**Task details**
The entries below should be copied exactly and completely.

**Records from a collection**
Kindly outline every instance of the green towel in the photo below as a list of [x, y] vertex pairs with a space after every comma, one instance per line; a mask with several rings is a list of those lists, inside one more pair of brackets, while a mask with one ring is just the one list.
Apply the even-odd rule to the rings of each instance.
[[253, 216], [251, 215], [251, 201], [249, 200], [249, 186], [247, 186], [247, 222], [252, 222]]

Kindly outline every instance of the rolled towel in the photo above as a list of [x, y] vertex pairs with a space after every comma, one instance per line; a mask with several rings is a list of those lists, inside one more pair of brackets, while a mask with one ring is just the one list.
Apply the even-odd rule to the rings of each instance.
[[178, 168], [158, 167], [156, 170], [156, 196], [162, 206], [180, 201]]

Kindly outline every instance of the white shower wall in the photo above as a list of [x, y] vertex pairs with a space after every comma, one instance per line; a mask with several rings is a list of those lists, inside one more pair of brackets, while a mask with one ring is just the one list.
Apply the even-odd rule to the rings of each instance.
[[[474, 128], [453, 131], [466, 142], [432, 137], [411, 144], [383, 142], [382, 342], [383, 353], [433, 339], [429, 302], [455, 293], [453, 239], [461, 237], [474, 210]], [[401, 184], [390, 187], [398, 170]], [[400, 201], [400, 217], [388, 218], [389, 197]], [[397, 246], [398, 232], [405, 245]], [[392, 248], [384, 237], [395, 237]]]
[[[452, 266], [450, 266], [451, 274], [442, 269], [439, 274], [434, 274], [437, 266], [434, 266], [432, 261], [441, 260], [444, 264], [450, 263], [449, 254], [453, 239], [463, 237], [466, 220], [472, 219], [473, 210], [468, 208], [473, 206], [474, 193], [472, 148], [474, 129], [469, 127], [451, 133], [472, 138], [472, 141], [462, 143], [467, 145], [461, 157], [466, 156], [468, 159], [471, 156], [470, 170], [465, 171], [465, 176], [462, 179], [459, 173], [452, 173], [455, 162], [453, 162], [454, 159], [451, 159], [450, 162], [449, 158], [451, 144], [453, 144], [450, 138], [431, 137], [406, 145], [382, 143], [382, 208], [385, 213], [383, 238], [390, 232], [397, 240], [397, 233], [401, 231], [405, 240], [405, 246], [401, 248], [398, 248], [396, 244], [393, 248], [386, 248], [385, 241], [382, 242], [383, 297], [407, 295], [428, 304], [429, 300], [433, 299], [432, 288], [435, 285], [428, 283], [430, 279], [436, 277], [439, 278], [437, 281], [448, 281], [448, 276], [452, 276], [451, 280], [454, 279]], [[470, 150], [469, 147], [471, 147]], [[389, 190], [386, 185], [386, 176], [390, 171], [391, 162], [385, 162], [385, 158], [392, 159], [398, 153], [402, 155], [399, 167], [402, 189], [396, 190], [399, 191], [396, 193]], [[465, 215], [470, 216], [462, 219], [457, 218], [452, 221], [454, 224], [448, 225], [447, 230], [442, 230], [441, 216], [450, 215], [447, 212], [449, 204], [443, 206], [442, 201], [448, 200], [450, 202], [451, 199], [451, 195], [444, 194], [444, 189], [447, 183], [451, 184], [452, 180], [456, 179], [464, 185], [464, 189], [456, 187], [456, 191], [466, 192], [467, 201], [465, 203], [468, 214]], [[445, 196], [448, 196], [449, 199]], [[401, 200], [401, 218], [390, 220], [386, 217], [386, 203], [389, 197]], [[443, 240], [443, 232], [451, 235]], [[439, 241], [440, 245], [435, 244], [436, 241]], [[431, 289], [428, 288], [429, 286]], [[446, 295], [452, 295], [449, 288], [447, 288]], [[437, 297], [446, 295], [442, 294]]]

**Answer area**
Kindly outline every instance of the green towel in the photo below as a list of [x, y] vertex pairs with a space after every comma, one instance per line; a mask with several rings is a list of those lists, inside one more pair of brackets, while a mask with one ring is just the one list.
Apply the even-odd rule to the rings of each instance.
[[253, 216], [251, 215], [251, 201], [249, 200], [249, 186], [247, 186], [247, 222], [252, 222]]

Kindly outline every instance of the rolled towel in the photo above as a list of [x, y] vertex pairs with a space after every comma, one instance per line; a mask with several rings is a list of those lists, inside one more pair of brackets, while a mask with one ring is just the one list.
Apply the even-odd rule to the rings of each instance.
[[178, 168], [158, 167], [156, 170], [156, 196], [162, 206], [180, 201]]

Kindly outline every instance of the white shower wall in the photo above as a list of [x, y] vertex pairs with a space after every comma, one instance per line; a mask with several rings is a list of those lists, inside one more pair of brackets, while a mask with one ring is just the one list.
Apply the even-odd rule to the rings of each instance.
[[[474, 128], [453, 131], [466, 142], [432, 137], [411, 144], [383, 142], [382, 342], [383, 353], [433, 339], [429, 302], [455, 293], [453, 239], [461, 237], [474, 210]], [[401, 184], [390, 187], [398, 170]], [[400, 201], [400, 217], [388, 218], [389, 197]], [[397, 246], [398, 232], [405, 245]], [[392, 248], [384, 237], [395, 237]]]
[[[452, 266], [450, 266], [451, 274], [442, 269], [439, 274], [434, 274], [437, 266], [434, 266], [432, 261], [441, 260], [444, 264], [450, 263], [449, 254], [453, 239], [463, 237], [466, 220], [472, 219], [473, 210], [468, 208], [473, 206], [474, 193], [472, 148], [474, 129], [469, 127], [451, 133], [472, 138], [472, 141], [462, 143], [467, 145], [461, 157], [466, 156], [468, 159], [471, 156], [470, 170], [465, 171], [465, 176], [462, 179], [459, 173], [452, 173], [455, 162], [453, 162], [454, 159], [451, 159], [450, 162], [449, 158], [451, 144], [453, 144], [450, 138], [431, 137], [406, 145], [382, 143], [382, 208], [385, 213], [383, 238], [390, 232], [397, 240], [397, 233], [401, 231], [405, 240], [405, 246], [401, 248], [398, 248], [396, 244], [393, 248], [386, 248], [385, 241], [382, 242], [383, 297], [407, 295], [428, 304], [429, 300], [433, 299], [432, 288], [435, 285], [428, 283], [430, 279], [436, 277], [439, 278], [437, 281], [448, 281], [448, 276], [452, 276], [451, 280], [454, 279]], [[470, 150], [469, 147], [471, 147]], [[389, 190], [386, 185], [386, 176], [390, 171], [391, 162], [385, 162], [385, 158], [392, 159], [398, 153], [402, 155], [399, 167], [402, 189], [396, 190], [399, 191], [396, 193]], [[465, 215], [470, 216], [462, 219], [457, 218], [452, 221], [454, 224], [448, 225], [447, 230], [442, 230], [441, 216], [450, 215], [447, 212], [449, 204], [443, 206], [442, 201], [448, 200], [450, 202], [451, 199], [451, 195], [444, 194], [444, 189], [447, 183], [451, 184], [452, 180], [456, 179], [464, 185], [464, 189], [456, 187], [456, 191], [466, 192], [467, 201], [465, 203], [468, 214]], [[445, 196], [448, 196], [449, 199]], [[401, 200], [401, 218], [390, 220], [386, 217], [386, 203], [389, 197]], [[443, 240], [443, 232], [451, 235]], [[439, 241], [440, 245], [435, 244], [436, 241]], [[431, 289], [428, 288], [429, 286]], [[446, 295], [452, 295], [449, 288], [447, 288]], [[437, 297], [446, 295], [442, 294]]]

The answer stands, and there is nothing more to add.